◆ Challenge 1: Update every row of the outline rows below by changing "tuples" to "pairs" and leaving all else unchanged. Omit the pictures from your answer.

◆ Quoted text:

○ ○ ○ ○ ○

# PDF Forensics at Scale — reproducibility bundle

Companion data and code for https://pqpdf.com/pdf-forensics-at-scale.php — a forensic
measurement of a 47-module PDF scanner across 1,572 PDFs spanning eight domains.

## Files
- `per-file-results.jsonl` — one JSON record per file (all 1,572): multi-axis scores
  (threat / deception / structural), verdict band, and per-domain detection flags
  (V/AP, parser-disagreement, reading-order, accessibility, signed, JavaScript, XFA).
- `malware-detection-breakdown.csv` — per-sample result keyed by SHA-256: threat score,
  verdict band and driver for every one of the 400 malware samples (independently verifiable
  by retrieving the hash from MalwareBazaar and re-scanning).
- `malware-sha256.txt` — SHA-256 of the 400 live malware samples. The binaries are not
  redistributed; each is retrievable from MalwareBazaar (https://bazaar.abuse.ch/) by hash.
- `benign-corpus-manifest.txt` — exact file list of the benign and adversarial corpus,
  grouped by source (Mozilla pdf.js, corkami, PDF Association PDF 2.0, GovInfo, arXiv,
  real IRS/agency forms, and the hand-crafted V/AP and hidden-JS fixtures).
- `malware-per-engine-contribution.csv` — for each engine, the number of the 398 fully-
  analysed malware samples on which it raised a high/critical indicator (note: the threat-
  intelligence hash lookup fired on 100%, evidencing the known-sample nature of the corpus).
- `parser-disagreement-gov-forms.json` / `.csv` — the per-form parser divergences for all
  46 government forms (every disagreement type with the per-parser values), so the
  '46/46 government forms disagree' result can be inspected and reproduced sample by sample.
- `scan_harness.py` — resumable, resource-bounded batch scan harness.
- `scan_governor.py` — adaptive resource governor (per-scan memory = 80% of available
  with a fixed OS reserve; concurrency scaled to free memory; progress-stall watchdog).
- `analyze.py` — discrepancy / per-domain aggregation over the results JSONL.

## Reproducing
Run each PDF through the scanner (public tool at /tools/scan.php) with the harness or
governor, producing one result JSON per file; `analyze.py` aggregates the per-domain
numbers reported in the article. The scoring weights and verdict bands are documented in
the article's methodology section.

○ ○ ○ ○ ○

[Outline rows]
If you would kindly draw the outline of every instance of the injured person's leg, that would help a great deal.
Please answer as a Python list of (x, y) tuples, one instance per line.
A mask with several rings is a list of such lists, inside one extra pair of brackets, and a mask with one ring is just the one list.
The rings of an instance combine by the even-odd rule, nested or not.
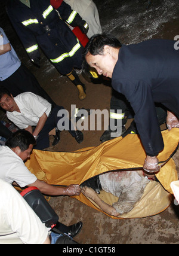
[(118, 217), (132, 210), (141, 199), (150, 181), (142, 171), (110, 172), (99, 176), (102, 189), (119, 197), (109, 205), (103, 201), (91, 188), (84, 187), (82, 193), (91, 199), (106, 213)]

○ ○ ○ ○ ○

◆ Challenge 2: Echo the PDF forensics bundle description above verbatim, starting with "Companion data and" and going on through "spanning eight domains.".

◆ Exercise response 1:
If you would kindly draw the outline of every instance of the injured person's leg, that would help a great deal.
Please answer as a Python list of (x, y) pairs, one instance per line.
A mask with several rings is a list of such lists, inside one extra pair of brackets, and a mask with one ring is just the one list.
The rings of an instance combine by the even-odd rule, nested or not.
[(118, 217), (132, 210), (141, 199), (150, 181), (142, 171), (110, 172), (99, 176), (102, 189), (119, 197), (109, 205), (103, 201), (91, 188), (84, 187), (82, 193), (91, 199), (106, 213)]

◆ Exercise response 2:
Companion data and code for https://pqpdf.com/pdf-forensics-at-scale.php — a forensic
measurement of a 47-module PDF scanner across 1,572 PDFs spanning eight domains.